=== PROBLEM REQUIREMENTS ===
Reproduce the passage below, starting with "He repeated themes" and going on through "assistant intelligence officer.", swapping in "backpacking" wherever "hitchhiking" appears.

=== READING TEXT ===
He repeated themes from his 1976 valedictory speech, talking about the importance of goals and a plan to achieve them.

“Now, I didn’t necessarily follow that,” he said with a laugh.

He graduated from the University of Texas at Arlington with a degree in management and worked for the Carpenter family, developers of Las Colinas, before deciding to see more of the world.

“I was hitchhiking around Europe and just fell in love,” he said.

“Growing up, I couldn’t imagine not being in Texas. That changed.”

He was in the Persian Gulf in 1988 when Navy boats sank Iranian tankers.

During the 9-11 attacks, he was based in Virginia as a cryptologist and assistant intelligence officer.

“The whole day was spent just trying to understand what was going on,” he said.

“We were like everybody else. We were just trying to wrap our heads around what was happening.”

He has only rarely come home to Fort Worth, which he remembers from the 1970s as “a pretty tough town.”

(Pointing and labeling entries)
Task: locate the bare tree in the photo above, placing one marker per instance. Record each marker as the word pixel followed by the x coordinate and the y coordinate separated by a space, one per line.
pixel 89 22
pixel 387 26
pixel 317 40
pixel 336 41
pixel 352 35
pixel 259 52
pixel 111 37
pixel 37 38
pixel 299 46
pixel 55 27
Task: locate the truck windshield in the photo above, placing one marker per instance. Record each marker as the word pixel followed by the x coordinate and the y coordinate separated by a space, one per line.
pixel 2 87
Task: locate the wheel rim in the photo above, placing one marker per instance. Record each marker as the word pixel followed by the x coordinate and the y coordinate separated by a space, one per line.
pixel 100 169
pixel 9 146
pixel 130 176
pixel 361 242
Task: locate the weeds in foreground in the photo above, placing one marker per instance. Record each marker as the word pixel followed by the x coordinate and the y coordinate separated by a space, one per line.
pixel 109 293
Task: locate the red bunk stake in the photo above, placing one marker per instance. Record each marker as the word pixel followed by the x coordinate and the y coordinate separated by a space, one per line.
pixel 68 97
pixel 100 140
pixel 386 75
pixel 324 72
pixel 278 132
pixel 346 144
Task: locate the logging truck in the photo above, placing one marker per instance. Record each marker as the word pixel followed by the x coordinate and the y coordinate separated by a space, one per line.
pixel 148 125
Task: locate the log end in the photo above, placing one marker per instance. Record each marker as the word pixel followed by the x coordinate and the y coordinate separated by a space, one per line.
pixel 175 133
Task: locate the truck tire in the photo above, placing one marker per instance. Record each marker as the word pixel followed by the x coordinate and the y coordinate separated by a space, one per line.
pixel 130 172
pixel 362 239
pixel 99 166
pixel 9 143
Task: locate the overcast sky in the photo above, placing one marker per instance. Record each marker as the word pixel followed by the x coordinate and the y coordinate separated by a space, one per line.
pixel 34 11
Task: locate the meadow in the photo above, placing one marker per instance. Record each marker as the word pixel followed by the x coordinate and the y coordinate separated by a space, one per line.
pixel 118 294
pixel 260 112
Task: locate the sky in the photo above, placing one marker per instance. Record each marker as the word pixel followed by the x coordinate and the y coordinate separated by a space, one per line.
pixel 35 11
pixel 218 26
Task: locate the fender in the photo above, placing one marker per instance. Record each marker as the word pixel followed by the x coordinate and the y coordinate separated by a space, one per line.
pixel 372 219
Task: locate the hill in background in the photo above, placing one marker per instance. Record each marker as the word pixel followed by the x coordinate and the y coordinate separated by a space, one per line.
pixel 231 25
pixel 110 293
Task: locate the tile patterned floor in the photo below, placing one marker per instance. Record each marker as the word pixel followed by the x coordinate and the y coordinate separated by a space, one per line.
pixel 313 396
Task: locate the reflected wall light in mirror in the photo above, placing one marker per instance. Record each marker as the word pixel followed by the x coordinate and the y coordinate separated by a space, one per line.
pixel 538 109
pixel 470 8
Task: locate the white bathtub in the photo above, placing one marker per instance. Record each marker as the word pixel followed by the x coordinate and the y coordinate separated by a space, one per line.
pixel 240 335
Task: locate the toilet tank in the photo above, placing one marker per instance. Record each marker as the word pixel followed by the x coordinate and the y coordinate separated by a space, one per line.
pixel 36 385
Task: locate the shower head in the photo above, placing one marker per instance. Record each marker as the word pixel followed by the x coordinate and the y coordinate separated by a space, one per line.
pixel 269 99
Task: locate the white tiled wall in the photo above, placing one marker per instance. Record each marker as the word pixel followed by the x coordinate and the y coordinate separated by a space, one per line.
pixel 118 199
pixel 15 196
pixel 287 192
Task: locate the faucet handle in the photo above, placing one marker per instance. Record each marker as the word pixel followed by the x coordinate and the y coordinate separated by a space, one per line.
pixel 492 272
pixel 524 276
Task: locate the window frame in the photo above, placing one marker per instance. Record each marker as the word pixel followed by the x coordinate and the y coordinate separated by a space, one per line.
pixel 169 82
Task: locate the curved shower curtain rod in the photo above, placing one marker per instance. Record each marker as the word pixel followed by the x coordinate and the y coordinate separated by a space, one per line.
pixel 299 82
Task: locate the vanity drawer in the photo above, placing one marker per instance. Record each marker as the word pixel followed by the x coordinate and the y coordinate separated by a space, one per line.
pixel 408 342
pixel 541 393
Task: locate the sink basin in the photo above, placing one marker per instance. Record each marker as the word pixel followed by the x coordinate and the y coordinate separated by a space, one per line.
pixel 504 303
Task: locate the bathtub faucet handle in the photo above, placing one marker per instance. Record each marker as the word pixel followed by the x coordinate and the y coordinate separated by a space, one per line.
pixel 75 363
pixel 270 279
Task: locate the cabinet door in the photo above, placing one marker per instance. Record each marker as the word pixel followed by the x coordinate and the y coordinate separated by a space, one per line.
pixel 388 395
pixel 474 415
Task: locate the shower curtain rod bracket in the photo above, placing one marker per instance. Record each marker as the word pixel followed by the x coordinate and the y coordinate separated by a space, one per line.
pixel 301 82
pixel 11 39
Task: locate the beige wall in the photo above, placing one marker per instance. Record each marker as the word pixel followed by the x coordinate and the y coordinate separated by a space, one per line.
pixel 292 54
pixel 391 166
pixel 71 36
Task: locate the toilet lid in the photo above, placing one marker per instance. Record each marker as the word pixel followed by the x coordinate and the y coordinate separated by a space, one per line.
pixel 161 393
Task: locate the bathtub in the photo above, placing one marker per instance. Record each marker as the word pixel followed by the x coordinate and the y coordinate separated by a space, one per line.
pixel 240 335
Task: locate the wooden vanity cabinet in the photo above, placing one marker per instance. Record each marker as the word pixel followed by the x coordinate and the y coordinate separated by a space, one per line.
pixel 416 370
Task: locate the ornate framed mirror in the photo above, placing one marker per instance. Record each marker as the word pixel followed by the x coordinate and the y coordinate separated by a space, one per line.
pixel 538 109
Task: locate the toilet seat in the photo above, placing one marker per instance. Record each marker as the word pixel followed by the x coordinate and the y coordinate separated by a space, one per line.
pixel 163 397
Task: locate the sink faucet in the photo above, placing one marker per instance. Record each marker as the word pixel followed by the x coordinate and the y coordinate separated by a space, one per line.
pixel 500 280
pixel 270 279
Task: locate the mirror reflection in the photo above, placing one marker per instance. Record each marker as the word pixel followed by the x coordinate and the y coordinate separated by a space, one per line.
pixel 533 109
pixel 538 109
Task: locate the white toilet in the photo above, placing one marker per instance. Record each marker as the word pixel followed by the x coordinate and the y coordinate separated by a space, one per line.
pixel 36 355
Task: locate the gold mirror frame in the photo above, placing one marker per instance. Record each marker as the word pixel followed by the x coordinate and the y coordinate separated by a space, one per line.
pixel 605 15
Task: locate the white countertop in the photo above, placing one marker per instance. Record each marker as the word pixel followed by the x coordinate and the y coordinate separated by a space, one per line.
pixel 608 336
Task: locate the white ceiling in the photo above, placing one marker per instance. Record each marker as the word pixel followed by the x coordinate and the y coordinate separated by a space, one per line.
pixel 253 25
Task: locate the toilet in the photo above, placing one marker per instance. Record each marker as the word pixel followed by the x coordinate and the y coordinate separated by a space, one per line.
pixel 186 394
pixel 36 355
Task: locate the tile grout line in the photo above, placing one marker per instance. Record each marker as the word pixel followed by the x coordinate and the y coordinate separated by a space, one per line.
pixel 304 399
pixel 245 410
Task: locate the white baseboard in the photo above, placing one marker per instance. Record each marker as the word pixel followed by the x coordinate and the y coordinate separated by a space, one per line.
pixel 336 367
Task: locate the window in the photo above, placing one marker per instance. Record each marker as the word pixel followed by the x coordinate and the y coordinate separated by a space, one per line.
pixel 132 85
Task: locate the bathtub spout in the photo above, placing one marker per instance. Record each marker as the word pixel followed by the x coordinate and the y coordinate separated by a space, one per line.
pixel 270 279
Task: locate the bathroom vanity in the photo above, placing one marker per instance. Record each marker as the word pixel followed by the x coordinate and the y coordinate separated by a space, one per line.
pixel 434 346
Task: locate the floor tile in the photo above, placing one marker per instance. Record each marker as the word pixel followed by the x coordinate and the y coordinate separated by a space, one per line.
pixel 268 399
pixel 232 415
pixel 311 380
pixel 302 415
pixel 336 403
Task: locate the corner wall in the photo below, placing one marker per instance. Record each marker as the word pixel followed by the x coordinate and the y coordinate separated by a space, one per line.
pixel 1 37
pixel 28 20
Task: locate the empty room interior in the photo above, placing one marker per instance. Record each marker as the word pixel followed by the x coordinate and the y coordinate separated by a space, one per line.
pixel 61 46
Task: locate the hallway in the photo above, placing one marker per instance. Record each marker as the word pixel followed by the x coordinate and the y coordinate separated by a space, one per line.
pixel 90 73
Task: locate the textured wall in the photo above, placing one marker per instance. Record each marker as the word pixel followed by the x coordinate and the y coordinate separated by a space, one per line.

=== WRITTEN RESPONSE ===
He repeated themes from his 1976 valedictory speech, talking about the importance of goals and a plan to achieve them.

“Now, I didn’t necessarily follow that,” he said with a laugh.

He graduated from the University of Texas at Arlington with a degree in management and worked for the Carpenter family, developers of Las Colinas, before deciding to see more of the world.

“I was backpacking around Europe and just fell in love,” he said.

“Growing up, I couldn’t imagine not being in Texas. That changed.”

He was in the Persian Gulf in 1988 when Navy boats sank Iranian tankers.

During the 9-11 attacks, he was based in Virginia as a cryptologist and assistant intelligence officer.